= Your task =
Write out every entry exactly as given, but omit the pictures.
Records for the task START
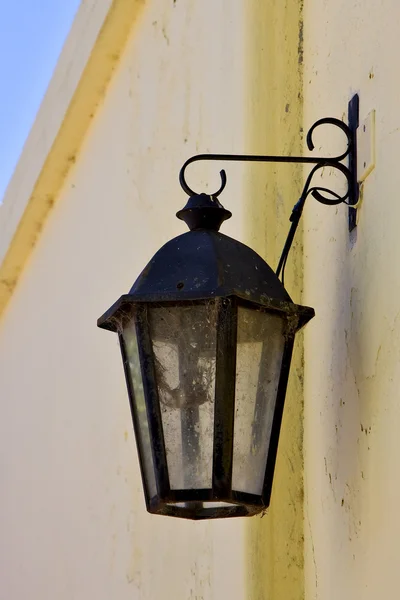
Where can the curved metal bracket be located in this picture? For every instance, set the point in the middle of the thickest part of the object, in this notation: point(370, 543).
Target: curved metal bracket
point(320, 162)
point(322, 194)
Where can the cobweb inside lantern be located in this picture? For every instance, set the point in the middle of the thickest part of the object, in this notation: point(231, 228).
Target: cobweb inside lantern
point(184, 345)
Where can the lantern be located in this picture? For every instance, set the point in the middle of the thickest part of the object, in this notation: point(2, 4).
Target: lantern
point(206, 336)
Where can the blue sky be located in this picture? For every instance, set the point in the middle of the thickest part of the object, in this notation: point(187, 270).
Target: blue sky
point(32, 34)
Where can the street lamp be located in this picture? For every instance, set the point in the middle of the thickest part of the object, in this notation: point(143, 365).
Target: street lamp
point(206, 336)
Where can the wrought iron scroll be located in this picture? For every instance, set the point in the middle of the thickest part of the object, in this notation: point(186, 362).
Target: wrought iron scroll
point(322, 194)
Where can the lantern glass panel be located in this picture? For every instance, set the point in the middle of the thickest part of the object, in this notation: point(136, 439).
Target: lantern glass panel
point(184, 346)
point(260, 346)
point(139, 405)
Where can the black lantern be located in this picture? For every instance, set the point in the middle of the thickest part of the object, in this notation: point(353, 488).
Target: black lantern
point(206, 335)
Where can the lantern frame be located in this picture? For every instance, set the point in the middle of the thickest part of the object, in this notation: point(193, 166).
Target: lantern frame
point(231, 275)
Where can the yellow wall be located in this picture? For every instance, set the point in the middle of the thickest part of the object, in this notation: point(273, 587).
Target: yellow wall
point(73, 519)
point(275, 542)
point(352, 351)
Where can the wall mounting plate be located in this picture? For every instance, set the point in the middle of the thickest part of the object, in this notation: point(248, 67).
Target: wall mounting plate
point(353, 120)
point(366, 147)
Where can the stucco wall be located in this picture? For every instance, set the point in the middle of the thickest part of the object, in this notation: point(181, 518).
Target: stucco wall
point(352, 346)
point(72, 517)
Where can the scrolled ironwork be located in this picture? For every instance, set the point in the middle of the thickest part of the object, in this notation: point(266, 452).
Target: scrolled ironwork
point(320, 193)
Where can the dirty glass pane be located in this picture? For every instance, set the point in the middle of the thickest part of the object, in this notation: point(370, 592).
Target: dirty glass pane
point(132, 352)
point(260, 348)
point(184, 344)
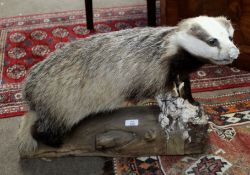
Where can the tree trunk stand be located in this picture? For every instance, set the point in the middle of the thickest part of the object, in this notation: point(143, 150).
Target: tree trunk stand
point(107, 135)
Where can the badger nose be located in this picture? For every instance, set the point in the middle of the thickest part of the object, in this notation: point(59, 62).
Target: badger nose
point(234, 52)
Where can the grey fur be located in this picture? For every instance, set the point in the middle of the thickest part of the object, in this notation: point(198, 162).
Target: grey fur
point(96, 74)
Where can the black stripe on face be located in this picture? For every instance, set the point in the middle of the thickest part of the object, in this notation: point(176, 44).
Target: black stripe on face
point(198, 32)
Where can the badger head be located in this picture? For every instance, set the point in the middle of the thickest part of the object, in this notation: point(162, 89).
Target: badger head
point(209, 38)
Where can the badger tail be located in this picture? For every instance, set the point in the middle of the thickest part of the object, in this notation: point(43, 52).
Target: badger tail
point(26, 143)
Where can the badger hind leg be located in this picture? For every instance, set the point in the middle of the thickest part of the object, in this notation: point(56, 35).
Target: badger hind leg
point(26, 143)
point(49, 131)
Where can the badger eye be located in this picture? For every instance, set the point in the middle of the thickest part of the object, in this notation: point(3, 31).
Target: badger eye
point(213, 42)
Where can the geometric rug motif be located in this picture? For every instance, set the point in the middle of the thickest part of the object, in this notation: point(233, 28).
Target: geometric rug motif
point(27, 40)
point(209, 165)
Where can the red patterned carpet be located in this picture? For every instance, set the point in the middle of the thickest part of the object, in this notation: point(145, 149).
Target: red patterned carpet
point(24, 41)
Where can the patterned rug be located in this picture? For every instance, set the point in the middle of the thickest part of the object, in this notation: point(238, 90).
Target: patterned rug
point(26, 40)
point(228, 147)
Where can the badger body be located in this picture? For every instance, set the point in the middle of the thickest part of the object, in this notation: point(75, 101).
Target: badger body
point(100, 72)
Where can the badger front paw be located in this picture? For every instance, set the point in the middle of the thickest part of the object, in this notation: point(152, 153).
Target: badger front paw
point(26, 144)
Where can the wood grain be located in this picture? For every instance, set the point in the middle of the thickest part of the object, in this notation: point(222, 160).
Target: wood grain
point(106, 135)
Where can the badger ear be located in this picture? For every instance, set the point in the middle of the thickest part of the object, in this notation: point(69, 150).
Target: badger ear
point(224, 21)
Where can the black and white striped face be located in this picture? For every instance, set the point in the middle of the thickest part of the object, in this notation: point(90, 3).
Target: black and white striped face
point(210, 38)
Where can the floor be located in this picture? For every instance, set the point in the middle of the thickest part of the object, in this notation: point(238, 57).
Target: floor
point(9, 157)
point(26, 7)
Records for the task END
= Task solution =
Where can the curved metal bracket be located in this picture? For every instance, set the point in the middle of the thickest part of the object, in this notation: point(370, 543).
Target: curved metal bracket
point(320, 162)
point(322, 194)
Where can the cobweb inside lantern be located in this picture? For every instance, set the point in the middle of the thickest part of the object, in this notation: point(231, 228).
Target: cobweb inside lantern
point(184, 345)
Where can the lantern be located in this picture? For every instance, set the point in the middle of the thickest part of the object, in this notation: point(2, 4).
Target: lantern
point(206, 336)
Where can the blue sky be located in this picture? For every instance, set the point in the middle of the thickest part of the object, in this notation: point(187, 270).
Target: blue sky
point(32, 34)
Where can the street lamp be located in this picture? For every instance, set the point in the middle of the thickest part of the object, in this notation: point(143, 365).
Target: street lamp
point(206, 336)
Where can the wrought iron scroll be located in this picture? For every instance, set the point in the middle of the thickest part of the object, in this notation: point(186, 362).
Target: wrought iron scroll
point(322, 194)
Where can the lantern glass panel be located in this picture? For every instance, set the point in the middle of the thickest part of the object, in this notation: point(136, 439).
Target: lantern glass panel
point(184, 346)
point(260, 346)
point(139, 405)
Where can the black lantern be located in this picture? For every instance, set the point in the middle of the thickest part of the object, in this notation: point(353, 488).
Target: black lantern
point(206, 335)
Where can the lantern frame be located in this picture? For every instance, set the point in the middle of the thickest part of the object, in this notation: point(193, 166).
Target: lantern frame
point(231, 275)
Where can the yellow wall be located in this picture? For every instance, set the point in the middle of the thickest part of the object, in this notation: point(273, 587).
Target: yellow wall
point(73, 519)
point(275, 542)
point(352, 351)
Where can the wall mounting plate be located in this picture? For every instance, set the point in the middle of the thickest part of the object, in this notation: point(248, 67).
Target: wall mounting plate
point(353, 120)
point(366, 147)
Where can the stucco wall be located in this picture? For every instance, set the point in the middle of the thickest part of the object, in this notation: point(181, 518).
Target: stucco wall
point(352, 346)
point(72, 517)
Where can the scrolled ironwork be located in this picture? For every instance, set the point in the middle of the thickest part of the object, in this notation: point(266, 452).
Target: scrolled ironwork
point(320, 193)
Where can the dirty glass pane be located in this picture? For every instance, set the point in the middle of the thickest part of the object, in this notation: point(370, 592).
Target: dirty glass pane
point(132, 352)
point(260, 348)
point(184, 344)
Where can the tree trunk stand be located in this picture? For every instance, set the point in the middle of the thickest part of the object, in this notation: point(143, 150).
Target: tree trunk stand
point(107, 135)
Where can the badger nose be located in this picture? For every instance, set the point in the middle of the thickest part of the object, in this notation: point(59, 62).
Target: badger nose
point(234, 52)
Where can the grey fur be located in this picture? For every instance, set the point in the middle of the thickest part of the object, in this notation: point(198, 162).
Target: grey fur
point(96, 74)
Where can the black stripe on face be located in this picture? For every instance, set the point in the middle of the thickest part of the object, in this notation: point(176, 44).
Target: black stripe on face
point(198, 32)
Where can the badger head be located in this picture? For every instance, set the point in the middle of the thickest part of the object, in this notation: point(162, 89).
Target: badger head
point(209, 38)
Where can the badger tail be located in this picture? For every instance, set the point in the middle of the thickest part of the object, in this notation: point(43, 52).
Target: badger tail
point(26, 143)
Where can the badger hind leg be located in this picture? For every instance, set the point in the middle of the thickest part of the object, in this notation: point(56, 35).
Target: badger hind leg
point(26, 143)
point(49, 131)
Where can the badger eye be located in this picture? For every instance, set the point in the middle of the thickest part of the object, in this notation: point(3, 31).
Target: badger eye
point(213, 42)
Where can the geometric rug motif be located in this picture? For every instance, set the point in the middle of the thickest part of the object, in this notation: point(233, 28).
Target: geometric rug motif
point(27, 40)
point(209, 165)
Where can the red patterned carpet be located in this picture? For every instance, set the point in the middle of the thickest part of the object, in this notation: point(145, 149).
Target: red patterned carpet
point(24, 41)
Where can the patterned rug be located in this picture? For every instance, set the point in the middle of the thickest part of the object, in this notation: point(238, 90).
Target: patterned rug
point(26, 40)
point(228, 147)
Where can the badger body be located in this picture? For every instance, set the point in the middle of the thickest part of the object, in this notation: point(75, 101).
Target: badger body
point(100, 72)
Where can the badger front paw be located in this picture? For every instance, set the point in the middle of the thickest part of the object, in this notation: point(152, 153).
Target: badger front paw
point(26, 144)
Where can the wood grain be located in this picture? For every instance, set the point in the middle of the thickest part of the object, in this notation: point(222, 160).
Target: wood grain
point(106, 135)
Where can the badger ear be located in this picture? For every instance, set the point in the middle of the thickest part of the object, in this notation: point(69, 150).
Target: badger ear
point(224, 21)
Where can the black and white striped face be located in this picture? For every instance, set the point in the middle of the thickest part of the object, in this notation: point(90, 3).
Target: black and white striped face
point(210, 38)
Where can the floor be located in this picture? For every instance, set the point in the middle of the thickest part of the object, in this notation: point(238, 57).
Target: floor
point(9, 157)
point(26, 7)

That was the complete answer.